### Work item:
Answer from the piece on texting exes during the coronavirus outbreak:
1. What is Lance's job?
2. Who is the dating coach quoted?
3. Which city and state is Carrie from?

For Lance, 26, a teacher from Northampton, Massachusetts, staying inside has inspired him to forgive and forget past lovers — and thereby draft some sexy texts.

"Coronavirus has me texting exes I thought I never thought I'd want to talk to again," he tells Bustle. "I bought sexy underwear from the internet with roses all over them. What is happening?"

In a global pandemic, everyone's priorities rapidly shift. Worrying about your grandparents' health or losing hours at your restaurant job may lead you to experience extreme bouts of coronavirus-induced anxiety. And when you're feeling overwhelmed, experts say you're more likely to look for comfort in familiar places.

I'm afraid I should say something now because I might not get another chance.

"If you're looking for immediate assurance that everything is going to be OK, you're likely to turn to someone you already know that you're comfortable displaying that much vulnerability with," Pricilla Martinez, dating coach, tells Bustle.

Before the outbreak, Molly, 24, a nurse from Denver, Colorado, had no intention of ever rekindling her relationship with her ex. But she tells Bustle that the magnitude has inspired her to extend a digital olive branch.

"The coronavirus situation makes everything feel irrationally urgent," Molly says. "I'm afraid I should say something now because I might not get another chance to."

According to relationship expert Trina Leckie, past arguments with your ex or reasons for why your relationship might not have worked in the long run may seem petty not. "It’s easier to pick up where you left off at times like this because people often reflect on life and what’s truly important," she says.

Carrie, 30, a grant writer from Ithaca, New York, tells Bustle that going through a global crisis makes her feel sentimental for the time she shared with her ex, even though they're not on great terms. "It does make me want to text my ex a little," she says. "To know that they think about me still. That I'm not alone in thinking about them and what we had."

### Dataset excerpt:

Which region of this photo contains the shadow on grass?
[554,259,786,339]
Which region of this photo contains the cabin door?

### Exercise solution:
1. Teacher
2. Pricilla Martinez
3. Ithaca, New York